* **Text section**:
------------------------

Shops, restaurants and schools will be closed across most of Italy on Monday, 15 March, with prime minister Mario Draghi warning of a new wave of the coronavirus outbreak.
For three days over Easter, 3-5 April, there will be a total shutdown.
Italy, which one year ago imposed one of the first national lockdowns, is once again struggling to contain the rapid spread of infections.
The country has reported more than 100,000 Covid-related deaths, Europe’s second-highest tally after the UK.
Italy’s vaccination campaign has been hit by delays, as has been seen elsewhere in the European Union.
Anglo-Swedish drug company AstraZeneca has announced a further shortfall in the amount of its vaccine it can supply to the European Union, blaming export restrictions imposed by some countries. It did not elaborate.
From Monday, schools, shops and restaurants will shut in more than half of Italy, including the two most populous regions containing Rome and Milan.
Residents will be required to stay at home except for work, health or other essential reasons.
The extra restrictions would last until Easter, Mr Draghi’s office said, and over the Easter weekend the whole country would be turned into the high-risk “red zone”.

------------------------

* **Material provided**:
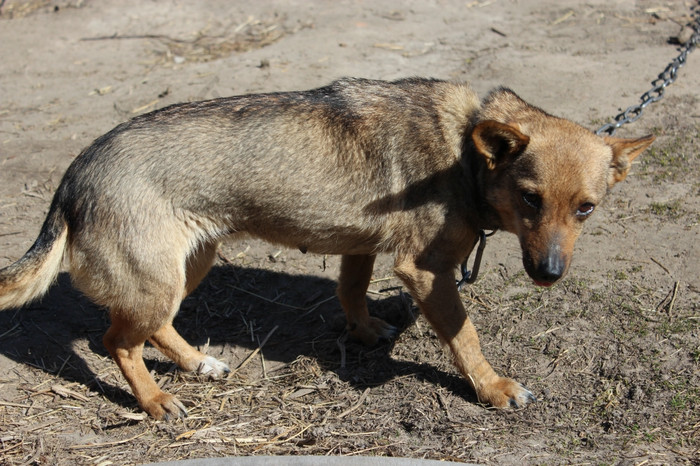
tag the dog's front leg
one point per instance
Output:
(355, 274)
(436, 293)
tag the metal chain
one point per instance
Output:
(656, 93)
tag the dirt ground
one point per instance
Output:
(612, 353)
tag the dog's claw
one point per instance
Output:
(522, 399)
(165, 407)
(213, 368)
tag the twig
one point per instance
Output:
(135, 36)
(356, 405)
(255, 352)
(341, 346)
(673, 297)
(15, 405)
(107, 444)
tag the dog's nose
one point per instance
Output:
(551, 269)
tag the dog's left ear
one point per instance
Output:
(624, 151)
(498, 142)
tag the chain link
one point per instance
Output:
(656, 93)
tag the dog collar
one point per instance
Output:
(470, 276)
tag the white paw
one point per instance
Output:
(212, 368)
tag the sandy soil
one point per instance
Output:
(612, 353)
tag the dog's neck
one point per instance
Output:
(473, 169)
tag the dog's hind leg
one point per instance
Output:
(436, 293)
(355, 274)
(125, 341)
(169, 342)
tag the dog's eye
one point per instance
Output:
(532, 200)
(584, 210)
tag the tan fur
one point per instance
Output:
(415, 167)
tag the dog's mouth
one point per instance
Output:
(543, 283)
(545, 272)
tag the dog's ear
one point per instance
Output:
(624, 151)
(498, 142)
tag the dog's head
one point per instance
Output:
(544, 176)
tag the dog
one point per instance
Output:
(415, 167)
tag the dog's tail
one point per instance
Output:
(32, 275)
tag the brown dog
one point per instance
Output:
(416, 167)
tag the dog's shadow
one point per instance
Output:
(293, 315)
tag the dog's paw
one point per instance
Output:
(375, 329)
(506, 393)
(212, 368)
(164, 407)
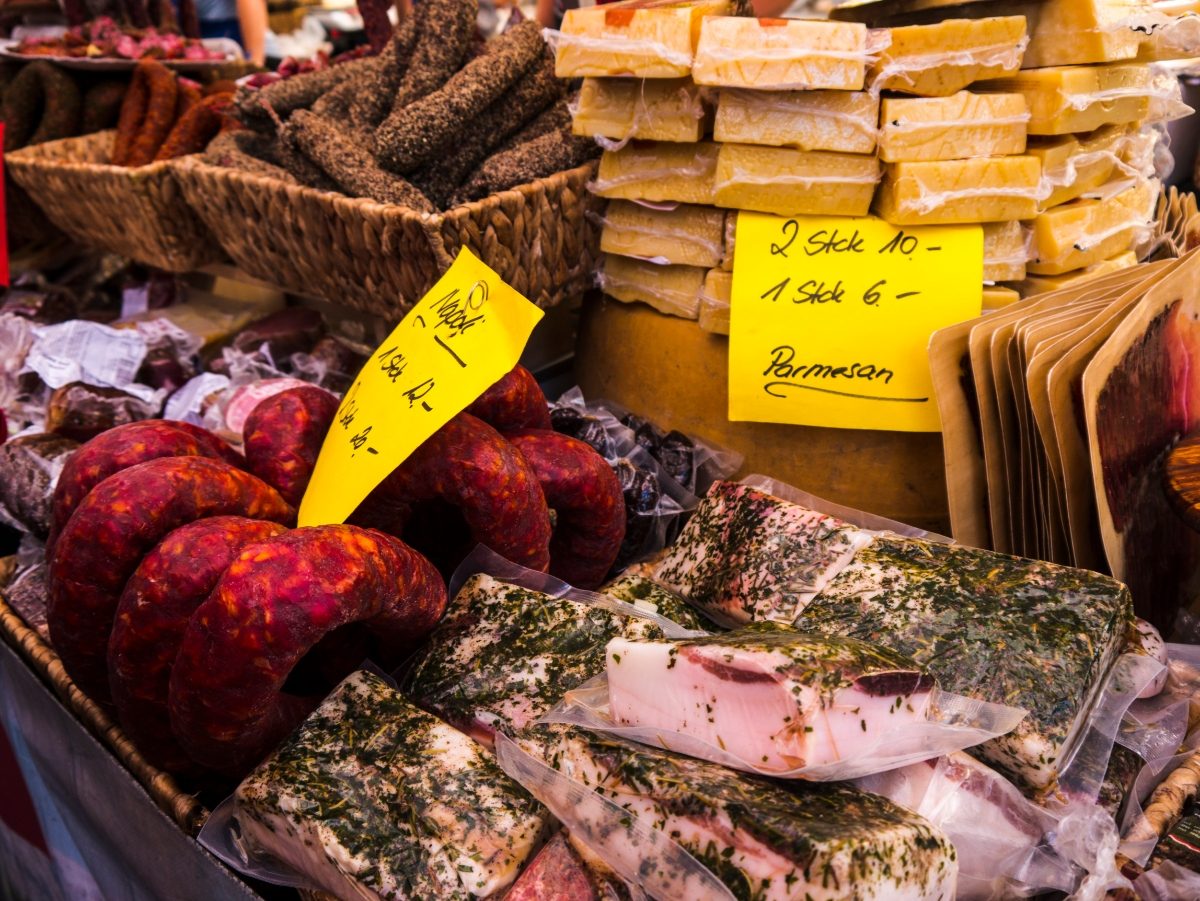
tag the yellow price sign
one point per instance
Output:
(831, 318)
(466, 334)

------------------------

* **Task statement**: From the text on Italy's new lockdown above, reproduce word for word the part that starts with the words containing "Italy’s vaccination campaign" and ends with "Rome and Milan.".

* **Written answer**:
Italy’s vaccination campaign has been hit by delays, as has been seen elsewhere in the European Union.
Anglo-Swedish drug company AstraZeneca has announced a further shortfall in the amount of its vaccine it can supply to the European Union, blaming export restrictions imposed by some countries. It did not elaborate.
From Monday, schools, shops and restaurants will shut in more than half of Italy, including the two most populous regions containing Rome and Milan.